Only the lines from the one containing "rivet on handle." through the end of the entries should be repeated, exactly as they appear, first and last included.

## Records provided
++++++++++
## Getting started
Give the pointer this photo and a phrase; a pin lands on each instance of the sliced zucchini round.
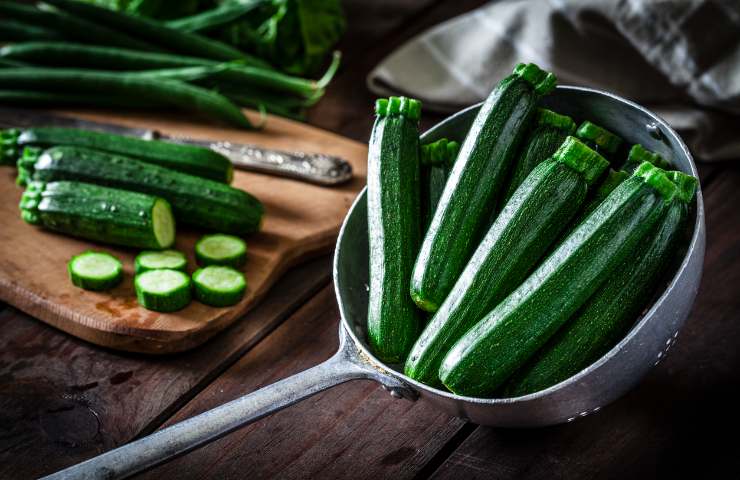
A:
(221, 249)
(95, 271)
(219, 286)
(158, 260)
(163, 290)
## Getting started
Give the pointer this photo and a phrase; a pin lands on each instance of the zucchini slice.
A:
(219, 286)
(158, 260)
(221, 249)
(163, 290)
(95, 271)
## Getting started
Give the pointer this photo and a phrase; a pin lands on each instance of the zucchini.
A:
(469, 197)
(394, 227)
(436, 159)
(220, 249)
(504, 339)
(610, 312)
(599, 138)
(163, 290)
(95, 271)
(546, 137)
(158, 260)
(195, 201)
(639, 154)
(13, 30)
(100, 214)
(531, 220)
(219, 286)
(199, 161)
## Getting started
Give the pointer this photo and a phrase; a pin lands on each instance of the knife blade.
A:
(317, 168)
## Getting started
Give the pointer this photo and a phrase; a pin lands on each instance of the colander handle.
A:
(197, 431)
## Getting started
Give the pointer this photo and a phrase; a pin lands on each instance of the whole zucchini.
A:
(546, 137)
(191, 159)
(195, 201)
(436, 159)
(100, 214)
(475, 182)
(534, 216)
(394, 227)
(609, 313)
(600, 139)
(637, 155)
(500, 343)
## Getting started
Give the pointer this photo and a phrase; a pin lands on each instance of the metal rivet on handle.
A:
(654, 131)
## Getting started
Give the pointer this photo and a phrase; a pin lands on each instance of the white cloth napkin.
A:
++++++++++
## Solution to this exercise
Give the pointer this photo and a phrase; a pin lands on each instance of the metal rivet on handle.
A:
(654, 131)
## Getting started
Give the pointer this photo and a phrase; a pin lands on each instance of the white cloth napkin.
A:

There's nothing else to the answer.